* **Problem to work on**
Give as a numbered list, with blank lines left out, the lines from the line with "Q: Point out every instance of the blue jeans" up to and including the line with "x=439 y=1052".

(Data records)
_____

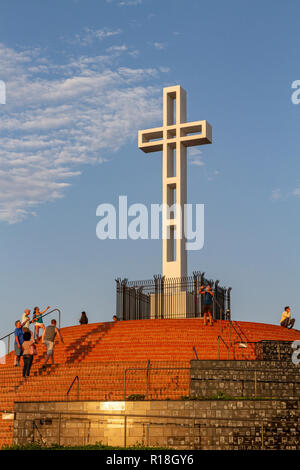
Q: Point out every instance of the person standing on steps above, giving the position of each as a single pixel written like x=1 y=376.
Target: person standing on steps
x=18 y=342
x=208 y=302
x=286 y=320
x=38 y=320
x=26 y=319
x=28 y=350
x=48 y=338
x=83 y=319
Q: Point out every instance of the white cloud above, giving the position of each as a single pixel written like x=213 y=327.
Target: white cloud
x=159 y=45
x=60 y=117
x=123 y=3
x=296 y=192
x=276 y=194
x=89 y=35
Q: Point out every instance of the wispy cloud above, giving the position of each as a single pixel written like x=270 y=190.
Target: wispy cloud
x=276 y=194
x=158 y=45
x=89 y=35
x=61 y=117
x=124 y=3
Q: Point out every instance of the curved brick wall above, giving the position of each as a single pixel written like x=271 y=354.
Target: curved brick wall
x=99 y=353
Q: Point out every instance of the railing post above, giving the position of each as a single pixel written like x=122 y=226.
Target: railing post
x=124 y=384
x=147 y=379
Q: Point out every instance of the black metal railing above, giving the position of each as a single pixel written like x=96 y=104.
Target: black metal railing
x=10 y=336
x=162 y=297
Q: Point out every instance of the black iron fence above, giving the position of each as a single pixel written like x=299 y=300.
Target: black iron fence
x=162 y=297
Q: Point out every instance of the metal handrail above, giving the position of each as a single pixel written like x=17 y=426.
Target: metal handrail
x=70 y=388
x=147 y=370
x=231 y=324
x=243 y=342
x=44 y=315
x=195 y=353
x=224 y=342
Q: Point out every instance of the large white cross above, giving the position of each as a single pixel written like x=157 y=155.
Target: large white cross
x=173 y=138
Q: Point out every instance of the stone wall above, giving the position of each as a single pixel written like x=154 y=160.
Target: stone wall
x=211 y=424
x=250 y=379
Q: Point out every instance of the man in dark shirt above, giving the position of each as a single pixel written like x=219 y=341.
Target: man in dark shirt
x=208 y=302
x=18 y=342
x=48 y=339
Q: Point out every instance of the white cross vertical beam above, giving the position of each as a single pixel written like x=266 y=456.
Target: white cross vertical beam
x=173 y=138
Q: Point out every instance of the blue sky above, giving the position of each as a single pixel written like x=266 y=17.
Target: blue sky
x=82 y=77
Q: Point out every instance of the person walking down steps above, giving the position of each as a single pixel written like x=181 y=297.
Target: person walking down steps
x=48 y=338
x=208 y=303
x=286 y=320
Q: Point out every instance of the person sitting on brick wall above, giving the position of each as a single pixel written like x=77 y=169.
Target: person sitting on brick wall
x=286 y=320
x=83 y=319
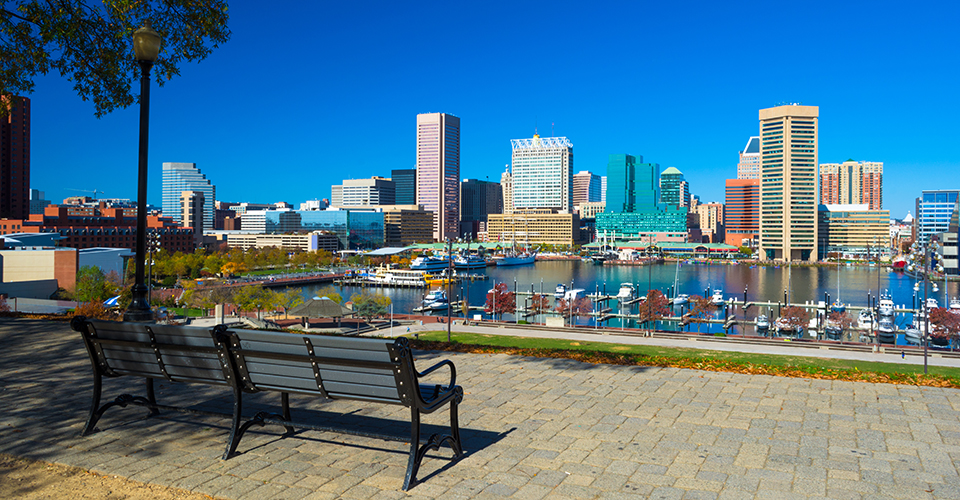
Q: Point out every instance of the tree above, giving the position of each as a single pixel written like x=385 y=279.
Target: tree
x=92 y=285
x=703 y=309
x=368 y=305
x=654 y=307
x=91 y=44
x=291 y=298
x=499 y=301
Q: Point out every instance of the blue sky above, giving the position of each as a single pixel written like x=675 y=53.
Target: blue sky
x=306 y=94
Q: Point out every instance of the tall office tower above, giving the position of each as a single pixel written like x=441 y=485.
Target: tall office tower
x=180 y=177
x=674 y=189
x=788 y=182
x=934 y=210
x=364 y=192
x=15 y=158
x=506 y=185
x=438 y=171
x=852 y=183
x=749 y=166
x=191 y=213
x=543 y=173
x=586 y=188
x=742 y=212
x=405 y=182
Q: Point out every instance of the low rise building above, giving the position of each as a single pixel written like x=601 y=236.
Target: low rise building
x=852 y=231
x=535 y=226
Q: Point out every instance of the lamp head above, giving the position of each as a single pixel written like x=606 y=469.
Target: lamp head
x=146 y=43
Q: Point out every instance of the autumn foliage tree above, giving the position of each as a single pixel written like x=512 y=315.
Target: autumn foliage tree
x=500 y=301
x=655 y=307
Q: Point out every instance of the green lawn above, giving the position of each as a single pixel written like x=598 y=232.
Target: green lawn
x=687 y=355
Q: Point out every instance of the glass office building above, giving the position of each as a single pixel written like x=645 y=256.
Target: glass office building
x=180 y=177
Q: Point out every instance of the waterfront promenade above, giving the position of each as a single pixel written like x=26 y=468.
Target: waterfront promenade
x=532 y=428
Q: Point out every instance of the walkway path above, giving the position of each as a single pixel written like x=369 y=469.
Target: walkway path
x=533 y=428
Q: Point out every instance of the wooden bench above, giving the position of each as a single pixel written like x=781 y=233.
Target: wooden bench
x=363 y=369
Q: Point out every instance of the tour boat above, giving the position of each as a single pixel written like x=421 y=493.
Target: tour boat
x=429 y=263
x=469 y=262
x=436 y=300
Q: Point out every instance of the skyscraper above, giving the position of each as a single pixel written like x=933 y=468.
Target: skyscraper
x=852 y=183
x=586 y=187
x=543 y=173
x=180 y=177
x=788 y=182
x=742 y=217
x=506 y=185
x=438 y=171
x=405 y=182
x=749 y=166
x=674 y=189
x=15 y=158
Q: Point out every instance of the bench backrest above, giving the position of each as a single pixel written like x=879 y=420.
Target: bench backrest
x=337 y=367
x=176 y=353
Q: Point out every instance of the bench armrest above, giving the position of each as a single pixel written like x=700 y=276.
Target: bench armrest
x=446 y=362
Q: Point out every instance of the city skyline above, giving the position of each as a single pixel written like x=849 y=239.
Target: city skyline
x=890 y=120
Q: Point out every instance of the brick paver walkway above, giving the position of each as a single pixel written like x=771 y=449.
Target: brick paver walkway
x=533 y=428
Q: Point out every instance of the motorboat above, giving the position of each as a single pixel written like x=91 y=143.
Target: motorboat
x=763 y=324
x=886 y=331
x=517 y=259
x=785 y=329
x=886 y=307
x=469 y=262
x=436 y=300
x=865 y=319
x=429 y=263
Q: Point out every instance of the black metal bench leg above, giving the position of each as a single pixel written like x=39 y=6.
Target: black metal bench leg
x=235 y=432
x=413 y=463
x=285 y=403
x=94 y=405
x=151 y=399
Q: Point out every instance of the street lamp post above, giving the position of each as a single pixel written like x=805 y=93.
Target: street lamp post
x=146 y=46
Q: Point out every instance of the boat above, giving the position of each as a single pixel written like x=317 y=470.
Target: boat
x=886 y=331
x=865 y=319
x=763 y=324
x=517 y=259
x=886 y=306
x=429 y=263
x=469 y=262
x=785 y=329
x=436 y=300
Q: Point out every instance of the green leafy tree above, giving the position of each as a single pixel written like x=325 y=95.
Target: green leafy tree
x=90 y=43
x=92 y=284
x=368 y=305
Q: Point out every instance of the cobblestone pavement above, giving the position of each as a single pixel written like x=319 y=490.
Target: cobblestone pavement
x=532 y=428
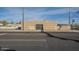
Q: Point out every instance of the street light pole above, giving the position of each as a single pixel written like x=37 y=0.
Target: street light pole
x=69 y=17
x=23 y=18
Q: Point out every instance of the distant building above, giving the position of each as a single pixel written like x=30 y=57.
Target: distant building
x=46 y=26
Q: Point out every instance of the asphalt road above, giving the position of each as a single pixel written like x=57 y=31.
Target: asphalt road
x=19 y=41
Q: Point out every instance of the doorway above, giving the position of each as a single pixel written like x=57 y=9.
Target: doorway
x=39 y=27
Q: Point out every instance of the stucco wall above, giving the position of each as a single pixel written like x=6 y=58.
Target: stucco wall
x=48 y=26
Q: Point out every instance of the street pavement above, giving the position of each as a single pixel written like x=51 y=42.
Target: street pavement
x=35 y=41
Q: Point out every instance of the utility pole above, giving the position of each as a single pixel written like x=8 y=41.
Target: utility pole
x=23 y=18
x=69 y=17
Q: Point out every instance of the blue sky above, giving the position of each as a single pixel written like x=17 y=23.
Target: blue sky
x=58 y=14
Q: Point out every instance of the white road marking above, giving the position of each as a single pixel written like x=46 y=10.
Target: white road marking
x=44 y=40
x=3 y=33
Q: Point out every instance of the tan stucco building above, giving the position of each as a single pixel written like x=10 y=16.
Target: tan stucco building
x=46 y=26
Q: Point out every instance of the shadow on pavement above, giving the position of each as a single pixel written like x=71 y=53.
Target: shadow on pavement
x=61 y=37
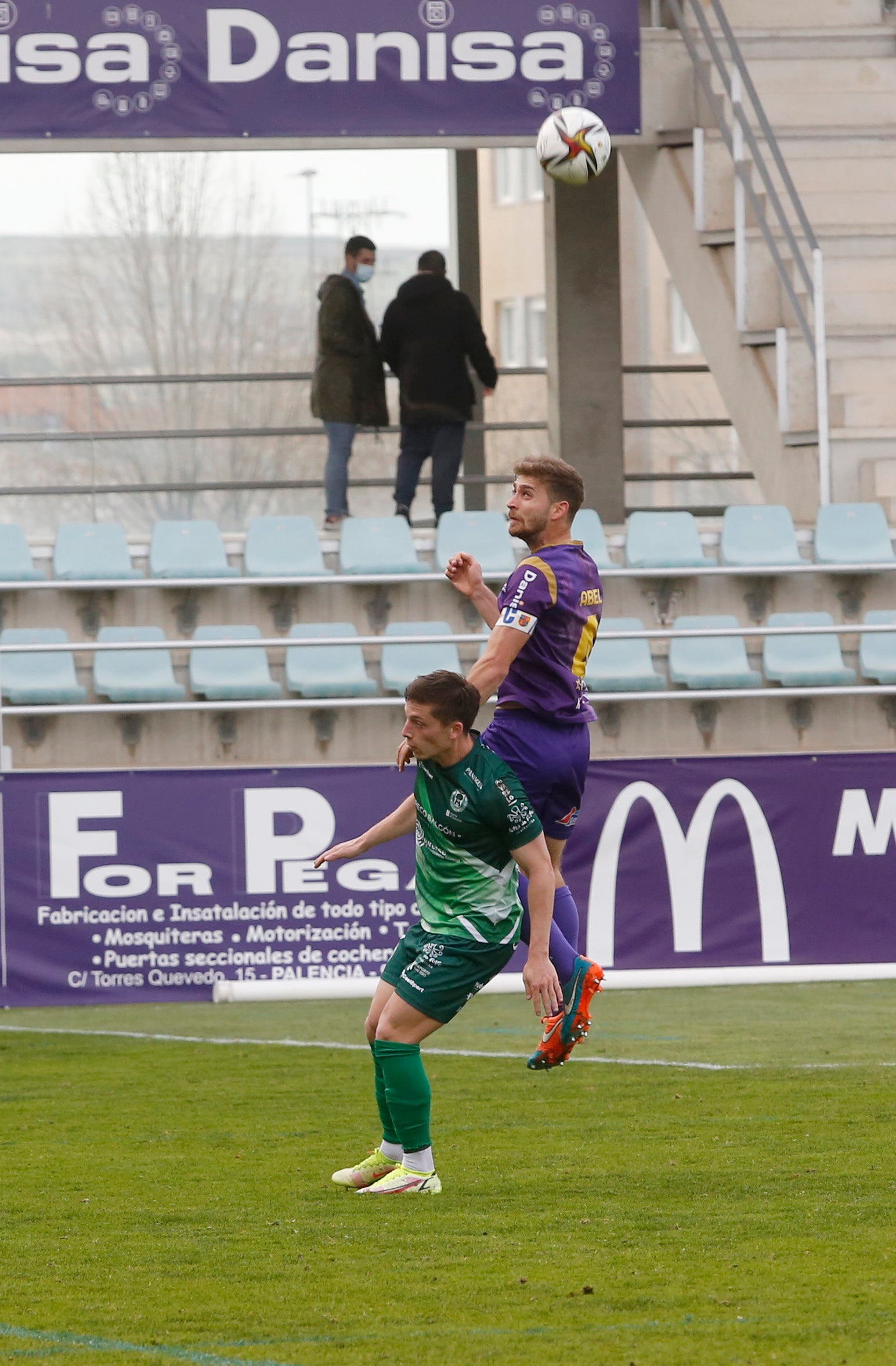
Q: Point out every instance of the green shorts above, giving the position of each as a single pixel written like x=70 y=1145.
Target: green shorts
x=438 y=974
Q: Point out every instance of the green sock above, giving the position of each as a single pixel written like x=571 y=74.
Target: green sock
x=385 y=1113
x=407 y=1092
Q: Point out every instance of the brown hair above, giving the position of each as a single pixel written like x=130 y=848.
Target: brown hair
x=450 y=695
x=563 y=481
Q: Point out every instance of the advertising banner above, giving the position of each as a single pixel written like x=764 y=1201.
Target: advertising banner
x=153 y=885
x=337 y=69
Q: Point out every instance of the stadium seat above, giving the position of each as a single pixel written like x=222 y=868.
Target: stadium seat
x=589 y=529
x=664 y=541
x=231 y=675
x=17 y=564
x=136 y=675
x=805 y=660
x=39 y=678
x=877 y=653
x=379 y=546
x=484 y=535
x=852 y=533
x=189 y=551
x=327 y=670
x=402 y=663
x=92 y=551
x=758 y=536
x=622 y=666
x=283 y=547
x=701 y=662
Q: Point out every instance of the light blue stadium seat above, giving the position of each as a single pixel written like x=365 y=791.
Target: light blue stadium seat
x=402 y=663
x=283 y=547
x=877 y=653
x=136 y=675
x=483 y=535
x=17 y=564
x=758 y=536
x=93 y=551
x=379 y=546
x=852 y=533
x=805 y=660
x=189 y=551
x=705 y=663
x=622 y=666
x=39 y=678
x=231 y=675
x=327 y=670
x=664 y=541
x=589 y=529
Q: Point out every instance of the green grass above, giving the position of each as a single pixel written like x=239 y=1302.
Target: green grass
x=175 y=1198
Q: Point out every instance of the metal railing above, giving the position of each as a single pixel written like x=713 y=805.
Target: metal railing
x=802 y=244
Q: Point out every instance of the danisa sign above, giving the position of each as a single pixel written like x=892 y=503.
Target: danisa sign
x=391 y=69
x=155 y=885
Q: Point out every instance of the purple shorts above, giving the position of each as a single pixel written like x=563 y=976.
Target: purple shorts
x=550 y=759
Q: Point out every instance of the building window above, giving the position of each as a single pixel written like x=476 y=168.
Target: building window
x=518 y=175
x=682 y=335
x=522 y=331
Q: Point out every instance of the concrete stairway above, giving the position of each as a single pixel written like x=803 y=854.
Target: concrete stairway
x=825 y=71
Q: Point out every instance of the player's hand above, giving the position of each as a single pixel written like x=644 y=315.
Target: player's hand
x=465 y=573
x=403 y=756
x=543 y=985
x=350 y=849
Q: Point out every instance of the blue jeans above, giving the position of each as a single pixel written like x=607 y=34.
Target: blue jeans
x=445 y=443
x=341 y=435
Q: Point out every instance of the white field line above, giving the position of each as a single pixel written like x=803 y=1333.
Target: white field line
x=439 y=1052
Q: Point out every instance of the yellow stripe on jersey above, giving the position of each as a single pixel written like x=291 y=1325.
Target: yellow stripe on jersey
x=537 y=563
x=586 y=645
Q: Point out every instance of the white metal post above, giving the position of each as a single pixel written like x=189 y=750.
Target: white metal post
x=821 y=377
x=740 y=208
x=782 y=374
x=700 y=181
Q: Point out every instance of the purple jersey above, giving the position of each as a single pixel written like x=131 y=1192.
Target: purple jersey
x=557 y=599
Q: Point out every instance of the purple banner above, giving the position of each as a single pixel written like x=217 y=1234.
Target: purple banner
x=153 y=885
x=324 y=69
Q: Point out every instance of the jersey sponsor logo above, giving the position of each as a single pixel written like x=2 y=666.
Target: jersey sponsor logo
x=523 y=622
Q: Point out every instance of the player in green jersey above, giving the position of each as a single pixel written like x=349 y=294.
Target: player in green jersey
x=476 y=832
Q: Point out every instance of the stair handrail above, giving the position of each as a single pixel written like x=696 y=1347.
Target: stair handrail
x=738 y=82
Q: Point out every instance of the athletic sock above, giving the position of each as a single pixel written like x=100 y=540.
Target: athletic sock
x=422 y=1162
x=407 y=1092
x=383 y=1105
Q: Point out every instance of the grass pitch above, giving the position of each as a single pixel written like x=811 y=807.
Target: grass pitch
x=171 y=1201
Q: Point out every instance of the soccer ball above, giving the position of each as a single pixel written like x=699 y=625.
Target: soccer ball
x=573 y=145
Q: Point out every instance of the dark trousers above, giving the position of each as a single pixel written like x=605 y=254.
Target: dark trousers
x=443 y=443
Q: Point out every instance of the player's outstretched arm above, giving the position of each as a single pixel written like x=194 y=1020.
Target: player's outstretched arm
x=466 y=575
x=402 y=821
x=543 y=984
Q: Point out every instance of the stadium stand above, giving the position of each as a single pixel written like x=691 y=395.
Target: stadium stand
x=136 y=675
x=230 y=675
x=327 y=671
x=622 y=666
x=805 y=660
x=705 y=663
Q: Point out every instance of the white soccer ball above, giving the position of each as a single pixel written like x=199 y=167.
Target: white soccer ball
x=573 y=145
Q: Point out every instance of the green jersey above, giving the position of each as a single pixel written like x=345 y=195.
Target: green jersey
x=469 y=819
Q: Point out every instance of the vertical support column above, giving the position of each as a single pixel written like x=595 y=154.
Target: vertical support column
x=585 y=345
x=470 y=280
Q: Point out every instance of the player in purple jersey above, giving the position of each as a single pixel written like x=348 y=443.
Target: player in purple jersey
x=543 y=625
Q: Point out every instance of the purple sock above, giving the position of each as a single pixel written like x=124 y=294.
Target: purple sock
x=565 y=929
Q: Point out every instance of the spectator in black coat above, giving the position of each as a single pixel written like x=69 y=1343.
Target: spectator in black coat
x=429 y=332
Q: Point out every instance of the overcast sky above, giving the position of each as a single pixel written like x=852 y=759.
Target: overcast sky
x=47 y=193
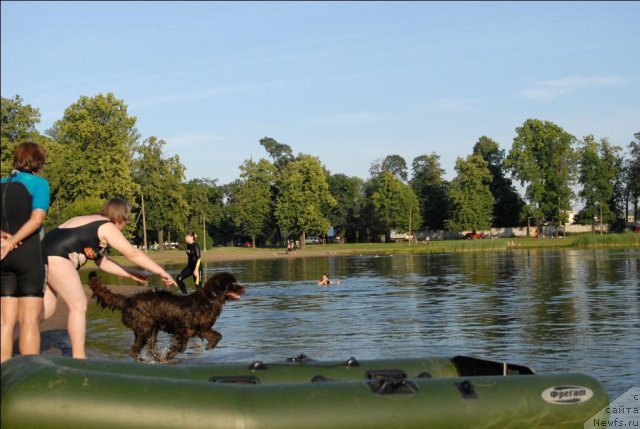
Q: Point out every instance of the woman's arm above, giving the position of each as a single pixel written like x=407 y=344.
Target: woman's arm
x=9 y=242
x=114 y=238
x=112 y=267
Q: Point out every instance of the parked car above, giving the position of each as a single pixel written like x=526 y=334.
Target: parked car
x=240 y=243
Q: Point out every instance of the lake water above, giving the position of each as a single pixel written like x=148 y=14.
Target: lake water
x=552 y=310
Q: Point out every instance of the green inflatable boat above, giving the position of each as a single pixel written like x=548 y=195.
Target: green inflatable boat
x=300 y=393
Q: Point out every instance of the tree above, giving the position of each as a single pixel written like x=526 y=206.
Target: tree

_____

* **Answer in full**
1. Q: Point out every instance of the blue jeans above, giving the position of each as a single pixel written like x=607 y=34.
2. Target: blue jeans
3. x=445 y=443
4. x=341 y=435
5. Q: Point out every instance of the white field line above, giving the position of each as a single pixel written like x=803 y=1333.
6. Target: white field line
7. x=439 y=1052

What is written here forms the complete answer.